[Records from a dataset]

===============

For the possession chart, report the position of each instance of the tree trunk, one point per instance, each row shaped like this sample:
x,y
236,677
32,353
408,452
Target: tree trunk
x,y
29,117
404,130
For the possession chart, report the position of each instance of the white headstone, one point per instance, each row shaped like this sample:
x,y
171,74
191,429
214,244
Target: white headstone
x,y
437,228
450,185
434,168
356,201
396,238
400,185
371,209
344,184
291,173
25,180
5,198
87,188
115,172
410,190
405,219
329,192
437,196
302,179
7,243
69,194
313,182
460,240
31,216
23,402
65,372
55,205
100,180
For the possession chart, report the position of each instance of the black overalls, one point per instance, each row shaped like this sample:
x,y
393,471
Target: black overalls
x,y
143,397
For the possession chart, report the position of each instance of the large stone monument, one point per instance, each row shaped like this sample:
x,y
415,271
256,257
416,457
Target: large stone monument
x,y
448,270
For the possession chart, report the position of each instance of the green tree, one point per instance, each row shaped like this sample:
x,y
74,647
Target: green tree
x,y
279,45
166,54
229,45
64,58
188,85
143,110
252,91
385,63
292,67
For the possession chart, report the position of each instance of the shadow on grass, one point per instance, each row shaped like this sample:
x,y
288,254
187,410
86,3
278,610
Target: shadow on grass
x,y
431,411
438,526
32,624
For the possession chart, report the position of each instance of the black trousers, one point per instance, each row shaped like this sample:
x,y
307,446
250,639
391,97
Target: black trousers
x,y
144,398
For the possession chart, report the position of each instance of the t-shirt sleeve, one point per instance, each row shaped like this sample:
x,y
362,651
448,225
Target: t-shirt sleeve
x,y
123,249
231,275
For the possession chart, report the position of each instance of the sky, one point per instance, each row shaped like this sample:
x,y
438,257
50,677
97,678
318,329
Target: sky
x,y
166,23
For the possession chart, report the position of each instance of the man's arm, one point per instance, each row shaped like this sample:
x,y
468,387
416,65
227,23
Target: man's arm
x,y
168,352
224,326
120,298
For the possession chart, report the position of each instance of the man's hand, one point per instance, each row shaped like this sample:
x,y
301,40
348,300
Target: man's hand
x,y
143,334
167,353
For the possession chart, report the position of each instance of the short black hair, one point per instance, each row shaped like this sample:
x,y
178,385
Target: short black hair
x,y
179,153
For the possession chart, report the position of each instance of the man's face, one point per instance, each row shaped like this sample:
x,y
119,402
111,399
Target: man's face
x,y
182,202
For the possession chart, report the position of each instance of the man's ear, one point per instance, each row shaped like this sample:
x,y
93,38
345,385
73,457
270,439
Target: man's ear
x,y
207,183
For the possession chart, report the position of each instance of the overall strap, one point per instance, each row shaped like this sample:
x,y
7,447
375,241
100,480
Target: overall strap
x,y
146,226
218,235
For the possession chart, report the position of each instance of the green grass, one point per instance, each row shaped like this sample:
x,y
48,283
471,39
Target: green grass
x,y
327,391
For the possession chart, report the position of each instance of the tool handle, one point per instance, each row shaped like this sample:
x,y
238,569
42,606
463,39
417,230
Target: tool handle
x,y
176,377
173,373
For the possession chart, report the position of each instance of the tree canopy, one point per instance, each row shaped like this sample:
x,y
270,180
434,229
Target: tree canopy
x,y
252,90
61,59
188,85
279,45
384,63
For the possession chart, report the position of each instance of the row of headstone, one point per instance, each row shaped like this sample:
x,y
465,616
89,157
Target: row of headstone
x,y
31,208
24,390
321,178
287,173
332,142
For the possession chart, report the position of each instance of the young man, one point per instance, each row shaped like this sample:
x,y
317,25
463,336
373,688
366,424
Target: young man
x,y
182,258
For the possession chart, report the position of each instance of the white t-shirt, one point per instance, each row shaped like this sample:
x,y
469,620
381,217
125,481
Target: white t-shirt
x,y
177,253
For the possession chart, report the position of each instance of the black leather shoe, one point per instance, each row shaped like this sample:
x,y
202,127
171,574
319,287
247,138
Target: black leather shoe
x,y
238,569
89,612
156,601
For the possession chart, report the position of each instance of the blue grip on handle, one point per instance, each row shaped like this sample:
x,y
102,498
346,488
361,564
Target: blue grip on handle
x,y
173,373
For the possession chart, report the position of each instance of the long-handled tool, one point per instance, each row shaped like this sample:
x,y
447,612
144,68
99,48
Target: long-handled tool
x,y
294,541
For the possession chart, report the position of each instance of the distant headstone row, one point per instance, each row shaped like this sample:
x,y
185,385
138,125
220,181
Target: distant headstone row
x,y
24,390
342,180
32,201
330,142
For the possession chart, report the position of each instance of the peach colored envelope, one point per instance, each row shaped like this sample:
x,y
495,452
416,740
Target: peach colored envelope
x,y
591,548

===============

■ Exercise description
Output the entries above in their entirety, exactly as written.

■ Response to this exercise
For the possession chart, report the position of each instance of the tree trunk, one point per instance, each row shaped like this sample:
x,y
236,677
32,353
408,452
Target: tree trunk
x,y
29,117
404,130
For the possession chart, report the position of each instance of the white headstone, one point per instance, each row shaped like this sample:
x,y
171,74
191,429
214,244
Target: white headstone
x,y
437,228
450,185
434,168
356,201
396,238
400,185
371,209
344,184
291,173
25,180
5,198
87,188
115,172
410,190
405,219
329,192
437,196
302,179
7,243
69,194
313,182
460,240
31,216
23,402
65,372
55,205
100,180
For the possession chart, report the position of each instance of the black overalls, one point per instance, each row shaped like this sample:
x,y
393,471
Target: black overalls
x,y
143,397
For the possession chart, report the position of each instance of the large stone monument, one point per instance, each row shaped like this sample:
x,y
415,271
256,257
416,457
Target: large stone monument
x,y
448,270
For the possession chart, report the position of each instance of the green tree, one point per instance, each row shaped like this sample:
x,y
74,647
Target: green tree
x,y
279,45
166,54
229,45
64,58
188,85
143,110
252,91
385,63
292,67
For the possession chart, report the position of each instance of the shadow on grass, one point per instance, each row shaped like this sample:
x,y
288,254
187,410
86,3
278,610
Target: shadow on grass
x,y
431,411
438,526
32,624
For the possession chart, report the position of each instance of the black trousers, one point per instance, each row shaped like this sample:
x,y
307,446
250,639
391,97
Target: black trousers
x,y
144,398
For the possession chart, report the position of each instance of the t-shirt sleeve, one point per instance, each row shaped like this sample:
x,y
362,651
448,225
Target: t-shirt sleeve
x,y
123,249
231,275
For the possession chart, report the position of each instance of the sky, one point per instance, each row shaped like this sample:
x,y
438,257
50,677
97,678
318,329
Target: sky
x,y
166,23
For the possession chart, report the position of each instance of the man's arm, one point per instance, each row shaped like this sample:
x,y
468,387
416,65
227,23
Target: man's arm
x,y
168,352
224,326
120,298
For the possession chart, report the position of each instance of the man's hand, one point per instance, each row shaped like this sample:
x,y
301,40
348,300
Target: man's hand
x,y
143,334
167,353
For the possession chart, report the position of each instance of the short black hair, one point per instance, each row shaped like this sample:
x,y
178,385
Target: short black hair
x,y
179,153
For the possession chart, report the position of each instance of the man's face, one point per instance, each row shaped like this sample:
x,y
119,402
111,399
Target: man's face
x,y
182,202
For the possession chart, report the position of each instance of the man's ear, one point per instance, each row shaped like this sample:
x,y
93,38
345,385
73,457
270,439
Target: man's ear
x,y
207,183
For the possession chart, report the position of each instance of the overall strap, one point per instance, each row shaped like this sample:
x,y
7,447
375,241
100,480
Target: overall strap
x,y
146,226
218,235
For the possession chart, report the position of each instance of the green grass, one point per instance, each row shaped like this sample:
x,y
48,283
471,39
Target: green grass
x,y
327,391
For the possession chart, report the position of each instance of the tool handle, one point per instance, each row shaped like this sample:
x,y
238,569
42,606
463,39
417,230
Target: tool handle
x,y
176,377
173,373
For the possession chart, report the position of each instance of the tree canopy, one point per instance, each row shaped like this sample:
x,y
270,180
434,229
Target: tree canopy
x,y
252,90
61,59
188,85
279,45
384,63
For the possession chart, report the position of each instance of the row of headstone, one point per instance, each row shaped like this sample:
x,y
465,616
89,157
Target: row of headstone
x,y
31,208
24,390
321,178
287,173
332,142
For the possession chart, report the position of each instance of the young man, one point per instance, each row shaped like this sample:
x,y
317,25
463,336
373,688
366,424
Target: young man
x,y
182,258
For the possession chart, report the position of each instance of the white t-shirt, one point per instance, each row shaped like this sample:
x,y
469,620
381,217
125,481
Target: white t-shirt
x,y
177,253
For the possession chart, report the position of each instance of the black leather shoe, one point per instance, each row shaped like this sample:
x,y
202,127
171,574
319,287
247,138
Target: black leather shoe
x,y
238,569
89,612
156,601
For the possession chart, report the position of each instance of the blue grip on handle, one point per instance, each row shaped like this sample:
x,y
102,498
346,488
361,564
Target: blue grip on handle
x,y
173,373
For the possession chart, report the position of each instance of the long-handled tool, one point per instance, each row shaped like this sample:
x,y
447,612
144,68
99,48
Target: long-handled tool
x,y
294,541
For the possession chart, report the position of each instance of the distant headstone row, one point per instance, each row shaped like this sample:
x,y
185,385
138,125
220,181
Target: distant headstone row
x,y
24,390
342,180
32,201
330,142
For the possession chart, report the position of each instance of the peach colored envelope, one point per instance, each row shaped like this sample:
x,y
495,452
416,740
Target: peach colored envelope
x,y
591,548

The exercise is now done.